** Stated goal **
Please reproduce every one of the records below word for word.

** Data section **
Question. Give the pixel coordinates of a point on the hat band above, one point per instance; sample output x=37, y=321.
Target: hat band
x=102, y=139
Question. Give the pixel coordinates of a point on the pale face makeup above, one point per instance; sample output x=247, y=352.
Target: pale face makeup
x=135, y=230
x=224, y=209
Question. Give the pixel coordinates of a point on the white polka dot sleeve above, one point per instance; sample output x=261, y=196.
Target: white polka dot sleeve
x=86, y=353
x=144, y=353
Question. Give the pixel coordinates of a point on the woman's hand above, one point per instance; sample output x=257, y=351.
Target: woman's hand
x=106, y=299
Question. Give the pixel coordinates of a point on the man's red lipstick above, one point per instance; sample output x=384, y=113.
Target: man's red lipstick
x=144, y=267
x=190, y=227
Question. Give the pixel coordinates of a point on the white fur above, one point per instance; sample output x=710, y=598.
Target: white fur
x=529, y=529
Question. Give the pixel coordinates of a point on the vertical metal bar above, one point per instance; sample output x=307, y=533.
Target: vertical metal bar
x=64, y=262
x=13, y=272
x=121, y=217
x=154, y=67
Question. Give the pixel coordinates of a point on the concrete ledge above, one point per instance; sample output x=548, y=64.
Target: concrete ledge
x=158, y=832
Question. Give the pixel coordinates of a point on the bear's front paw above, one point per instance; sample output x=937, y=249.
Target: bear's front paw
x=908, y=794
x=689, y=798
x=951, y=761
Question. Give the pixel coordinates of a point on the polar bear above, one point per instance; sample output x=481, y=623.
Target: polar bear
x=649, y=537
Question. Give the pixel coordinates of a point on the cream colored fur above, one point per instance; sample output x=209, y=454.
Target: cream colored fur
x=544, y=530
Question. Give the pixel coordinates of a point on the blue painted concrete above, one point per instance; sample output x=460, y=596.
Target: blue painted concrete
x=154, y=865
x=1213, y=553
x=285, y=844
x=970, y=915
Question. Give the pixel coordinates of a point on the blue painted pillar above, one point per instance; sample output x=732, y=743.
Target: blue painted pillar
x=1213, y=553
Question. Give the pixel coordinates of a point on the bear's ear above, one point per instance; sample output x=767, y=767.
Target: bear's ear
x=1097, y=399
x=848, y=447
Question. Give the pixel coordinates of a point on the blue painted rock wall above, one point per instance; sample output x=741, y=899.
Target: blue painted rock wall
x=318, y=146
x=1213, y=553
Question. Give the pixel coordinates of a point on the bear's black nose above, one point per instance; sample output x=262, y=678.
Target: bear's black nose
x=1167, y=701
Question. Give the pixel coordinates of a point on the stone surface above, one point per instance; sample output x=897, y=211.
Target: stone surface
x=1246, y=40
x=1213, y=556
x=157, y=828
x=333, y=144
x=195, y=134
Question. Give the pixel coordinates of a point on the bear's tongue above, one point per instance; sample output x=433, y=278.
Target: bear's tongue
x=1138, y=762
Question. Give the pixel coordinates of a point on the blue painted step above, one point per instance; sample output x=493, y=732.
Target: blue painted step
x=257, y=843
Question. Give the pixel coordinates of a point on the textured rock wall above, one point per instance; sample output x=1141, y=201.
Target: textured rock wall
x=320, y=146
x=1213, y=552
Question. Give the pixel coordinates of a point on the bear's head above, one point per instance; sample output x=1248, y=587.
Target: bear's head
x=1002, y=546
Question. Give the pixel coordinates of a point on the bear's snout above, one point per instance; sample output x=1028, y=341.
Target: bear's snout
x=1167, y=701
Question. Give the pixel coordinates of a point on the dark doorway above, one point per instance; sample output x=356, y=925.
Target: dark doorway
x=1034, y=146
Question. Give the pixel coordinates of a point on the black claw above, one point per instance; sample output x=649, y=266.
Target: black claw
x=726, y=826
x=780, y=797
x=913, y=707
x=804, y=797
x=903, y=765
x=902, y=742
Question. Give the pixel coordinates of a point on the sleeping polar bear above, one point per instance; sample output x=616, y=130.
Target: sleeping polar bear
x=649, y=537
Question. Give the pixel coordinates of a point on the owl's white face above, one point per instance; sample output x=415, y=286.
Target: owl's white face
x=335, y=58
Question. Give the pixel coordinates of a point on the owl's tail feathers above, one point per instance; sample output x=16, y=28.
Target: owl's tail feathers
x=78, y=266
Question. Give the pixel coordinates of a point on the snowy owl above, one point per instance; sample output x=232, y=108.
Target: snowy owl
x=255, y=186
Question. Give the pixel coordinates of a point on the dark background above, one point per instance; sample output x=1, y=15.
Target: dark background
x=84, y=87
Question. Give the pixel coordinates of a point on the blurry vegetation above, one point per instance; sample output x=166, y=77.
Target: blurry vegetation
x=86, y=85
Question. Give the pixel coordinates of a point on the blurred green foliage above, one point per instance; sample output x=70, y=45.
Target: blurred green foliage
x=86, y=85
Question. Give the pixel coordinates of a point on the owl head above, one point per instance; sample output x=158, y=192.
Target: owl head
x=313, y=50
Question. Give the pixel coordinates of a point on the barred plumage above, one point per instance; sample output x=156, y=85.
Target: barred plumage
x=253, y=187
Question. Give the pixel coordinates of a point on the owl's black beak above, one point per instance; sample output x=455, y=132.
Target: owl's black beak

** Finished task **
Question. Give the pixel coordinates of a point on the hat band above, one point per instance; sample output x=37, y=321.
Target: hat band
x=102, y=139
Question. Give the pixel coordinates of a point on the pale face makeup above, one point per instance; sample output x=247, y=352.
Target: pale face makeup
x=135, y=230
x=224, y=209
Question. Give the pixel coordinates of a point on the white polka dot sleeve above, one point per instance; sample output x=261, y=196.
Target: white polka dot sleeve
x=86, y=353
x=144, y=353
Question. Give the pixel coordinates of a point on the woman's hand above, one point per instance; sample output x=257, y=351.
Target: woman's hand
x=106, y=299
Question. Give the pixel coordinates of a point on the man's red lipstick above, one point per instance; sample output x=384, y=113.
Target: man's red lipstick
x=144, y=267
x=190, y=227
Question. Give the pixel coordinates of a point on the white fur above, one point per instance; sample output x=710, y=598.
Target: white fur
x=529, y=529
Question. Give the pixel coordinates of a point on the vertical metal bar above, one point per instance; sample output x=307, y=533.
Target: vertical metal bar
x=64, y=262
x=13, y=272
x=121, y=217
x=154, y=67
Question. Give the pixel coordinates of a point on the concrete ledge above, one point per instance; sample output x=548, y=64.
Target: concrete ledge
x=158, y=832
Question. Give the pixel coordinates of a point on the bear's front paw above, one point per instance; sample output x=937, y=249.
Target: bear's front paw
x=908, y=794
x=689, y=798
x=951, y=761
Question. Give the pixel coordinates of a point on the polar bear above, one point per instance; sample output x=481, y=623.
Target: polar bear
x=649, y=537
Question. Give the pixel coordinates of a point on the cream colored fur above, one point per instance; sample output x=209, y=454.
Target: cream colored fur
x=544, y=530
Question. Give the pixel coordinates of a point on the blue painted concrete above, one point per instance; sample output x=460, y=596.
Target: blue painted concrete
x=154, y=865
x=1213, y=553
x=285, y=844
x=970, y=915
Question. Give the pixel coordinates of a point on the blue painted pillar above, one point per instance; sample output x=732, y=743.
Target: blue painted pillar
x=1213, y=553
Question. Give the pixel coordinates of a point on the bear's ear above, one point per instance; sample output x=767, y=767.
Target: bear's ear
x=1097, y=399
x=848, y=447
Question. Give the pixel coordinates of a point on the blue painted rock wall above, one point per instance; sample output x=741, y=899.
Target: blue painted rock wall
x=318, y=146
x=1213, y=553
Question. Give the pixel coordinates of a point on the bear's black nose above, one point per instance; sample output x=262, y=678.
Target: bear's black nose
x=1167, y=701
Question. Give the pixel coordinates of a point on the stone surface above, one point per instance; sample output x=897, y=211.
Target: stone surface
x=1246, y=40
x=1213, y=556
x=157, y=828
x=333, y=144
x=195, y=134
Question. Give the pixel coordinates of a point on the bear's tongue above, one point per instance; sample output x=433, y=278.
Target: bear's tongue
x=1138, y=762
Question. Give the pixel coordinates of a point on the blue painted step above, one point per instance; sample output x=493, y=732.
Target: blue painted step
x=257, y=843
Question. Give the pixel coordinates of a point on the textured rock wall above, one point per instance; sample output x=1141, y=201.
Target: textured rock wall
x=320, y=146
x=1213, y=552
Question. Give the pixel coordinates of a point on the bear's head above, one point per instance; sample output x=1248, y=587.
Target: bear's head
x=1002, y=546
Question. Give the pixel coordinates of a point on the bear's snout above, one point per instance; sample output x=1028, y=341.
Target: bear's snout
x=1167, y=701
Question. Give the pixel coordinates of a point on the dark doorway above, one point per instance; sample output x=356, y=925.
Target: dark doorway
x=1034, y=146
Question. Give the pixel coordinates of a point on the black claw above, one point per instance; sample output x=649, y=266.
Target: black claw
x=726, y=826
x=780, y=797
x=913, y=707
x=804, y=797
x=903, y=765
x=902, y=742
Question. Give the pixel coordinates of a point on the sleeping polar bear above, one point per instance; sample output x=616, y=130.
Target: sleeping polar bear
x=649, y=537
Question. Give the pixel coordinates of a point on the owl's white face above, one point per instance; sample output x=415, y=286.
Target: owl's white face
x=335, y=58
Question. Give the pixel coordinates of a point on the owl's tail feathers above, one point per instance; sample output x=16, y=28.
Target: owl's tail feathers
x=78, y=266
Question. Give the pixel coordinates of a point on the snowy owl above, one point per instance; sample output x=232, y=108.
Target: snowy owl
x=255, y=186
Question. Give the pixel coordinates of a point on the dark background above, one point per instance; sample output x=1, y=15.
Target: dark background
x=84, y=87
Question. Give the pixel coordinates of a point on the blurry vegetation above, one point per instance; sample output x=166, y=77.
Target: blurry vegetation
x=86, y=85
Question. Give the pixel coordinates of a point on the blurred green foliage above, one point per instance; sample output x=70, y=45.
Target: blurred green foliage
x=86, y=85
Question. Give the pixel coordinates of a point on the owl head above, one point per instance; sample output x=158, y=192.
Target: owl head
x=313, y=50
Question. Give the pixel coordinates of a point on the barred plumage above, one point per instance; sample output x=156, y=85.
Target: barred plumage
x=253, y=187
Question. Give the pixel coordinates of a point on the owl's black beak above, one point per instance; sample output x=455, y=132.
Target: owl's black beak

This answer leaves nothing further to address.